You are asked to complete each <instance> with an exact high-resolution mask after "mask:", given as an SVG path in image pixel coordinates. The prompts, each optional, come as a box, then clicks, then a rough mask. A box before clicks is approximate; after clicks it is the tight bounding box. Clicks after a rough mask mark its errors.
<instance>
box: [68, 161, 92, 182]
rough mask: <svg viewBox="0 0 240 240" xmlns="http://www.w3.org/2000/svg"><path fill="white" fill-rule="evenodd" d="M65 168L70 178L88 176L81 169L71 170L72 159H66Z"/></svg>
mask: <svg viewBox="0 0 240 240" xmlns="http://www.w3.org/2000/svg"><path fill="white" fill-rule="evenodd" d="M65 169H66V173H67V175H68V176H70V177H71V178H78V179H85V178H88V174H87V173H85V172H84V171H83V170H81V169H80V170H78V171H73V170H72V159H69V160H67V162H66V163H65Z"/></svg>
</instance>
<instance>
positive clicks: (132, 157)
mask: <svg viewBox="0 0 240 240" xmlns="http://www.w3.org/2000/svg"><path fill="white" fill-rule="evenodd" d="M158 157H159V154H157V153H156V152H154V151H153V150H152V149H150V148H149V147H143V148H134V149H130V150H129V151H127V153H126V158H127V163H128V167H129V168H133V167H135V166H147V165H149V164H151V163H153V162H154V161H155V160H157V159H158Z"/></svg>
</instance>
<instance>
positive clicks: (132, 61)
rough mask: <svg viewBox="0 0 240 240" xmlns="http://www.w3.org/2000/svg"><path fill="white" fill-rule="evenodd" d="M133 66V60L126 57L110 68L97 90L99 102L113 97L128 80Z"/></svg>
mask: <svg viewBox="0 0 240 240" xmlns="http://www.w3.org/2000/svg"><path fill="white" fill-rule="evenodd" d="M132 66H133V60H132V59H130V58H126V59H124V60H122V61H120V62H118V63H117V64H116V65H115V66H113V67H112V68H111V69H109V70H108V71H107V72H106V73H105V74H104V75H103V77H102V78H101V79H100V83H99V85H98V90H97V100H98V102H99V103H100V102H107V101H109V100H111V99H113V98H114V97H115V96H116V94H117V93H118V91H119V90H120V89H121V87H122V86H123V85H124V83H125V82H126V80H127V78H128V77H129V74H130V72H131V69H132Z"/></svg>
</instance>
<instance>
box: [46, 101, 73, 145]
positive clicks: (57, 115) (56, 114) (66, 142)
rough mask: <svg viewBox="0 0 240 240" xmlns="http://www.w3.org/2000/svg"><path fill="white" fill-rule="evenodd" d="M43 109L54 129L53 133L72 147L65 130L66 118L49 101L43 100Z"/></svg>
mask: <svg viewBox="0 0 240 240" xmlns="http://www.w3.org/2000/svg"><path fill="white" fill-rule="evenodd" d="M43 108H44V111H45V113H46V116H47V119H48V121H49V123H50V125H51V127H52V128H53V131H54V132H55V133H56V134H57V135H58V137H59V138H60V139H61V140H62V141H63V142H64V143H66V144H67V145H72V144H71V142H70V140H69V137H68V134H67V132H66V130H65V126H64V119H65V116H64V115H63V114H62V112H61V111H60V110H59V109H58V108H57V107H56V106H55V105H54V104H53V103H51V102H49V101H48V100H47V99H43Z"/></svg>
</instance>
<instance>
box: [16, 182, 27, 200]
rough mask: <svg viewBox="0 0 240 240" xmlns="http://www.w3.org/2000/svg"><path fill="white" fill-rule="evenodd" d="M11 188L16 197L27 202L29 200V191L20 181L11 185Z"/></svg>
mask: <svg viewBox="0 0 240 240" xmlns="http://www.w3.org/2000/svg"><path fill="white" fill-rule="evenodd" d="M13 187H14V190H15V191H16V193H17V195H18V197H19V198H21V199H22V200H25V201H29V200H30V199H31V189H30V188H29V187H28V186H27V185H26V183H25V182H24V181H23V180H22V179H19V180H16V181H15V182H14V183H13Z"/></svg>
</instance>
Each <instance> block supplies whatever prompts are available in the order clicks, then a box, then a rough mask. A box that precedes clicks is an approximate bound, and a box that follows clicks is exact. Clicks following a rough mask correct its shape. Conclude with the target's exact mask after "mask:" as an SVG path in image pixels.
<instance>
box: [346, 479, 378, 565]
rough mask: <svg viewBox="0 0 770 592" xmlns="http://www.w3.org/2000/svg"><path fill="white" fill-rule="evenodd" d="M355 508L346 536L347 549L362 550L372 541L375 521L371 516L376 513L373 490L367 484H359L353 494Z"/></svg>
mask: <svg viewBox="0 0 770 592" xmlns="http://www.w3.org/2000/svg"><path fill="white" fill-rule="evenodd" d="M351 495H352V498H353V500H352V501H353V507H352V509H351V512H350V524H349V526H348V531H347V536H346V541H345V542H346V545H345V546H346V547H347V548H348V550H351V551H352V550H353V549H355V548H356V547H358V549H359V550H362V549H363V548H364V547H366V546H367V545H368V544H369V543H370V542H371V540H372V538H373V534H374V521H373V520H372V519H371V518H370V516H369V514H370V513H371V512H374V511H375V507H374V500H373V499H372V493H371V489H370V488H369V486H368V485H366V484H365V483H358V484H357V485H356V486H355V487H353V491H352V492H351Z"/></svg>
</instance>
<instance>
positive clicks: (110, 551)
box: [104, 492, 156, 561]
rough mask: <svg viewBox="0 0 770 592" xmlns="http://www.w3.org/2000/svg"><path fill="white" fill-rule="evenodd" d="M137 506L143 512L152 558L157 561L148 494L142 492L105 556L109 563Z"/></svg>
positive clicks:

▬▬▬▬▬▬

TASK DESCRIPTION | Beginning with the line containing "positive clicks: (132, 157)" in the material above, copy every line exactly until you have copied the line containing "positive clicks: (132, 61)".

REPLY |
positive clicks: (132, 157)
mask: <svg viewBox="0 0 240 240" xmlns="http://www.w3.org/2000/svg"><path fill="white" fill-rule="evenodd" d="M158 157H159V154H157V153H156V152H154V151H153V150H152V149H150V148H149V147H143V148H134V149H130V150H129V151H127V153H126V158H127V163H128V167H129V168H133V167H135V166H147V165H149V164H151V163H153V162H154V161H155V160H157V159H158Z"/></svg>
</instance>
<instance>
positive clicks: (132, 61)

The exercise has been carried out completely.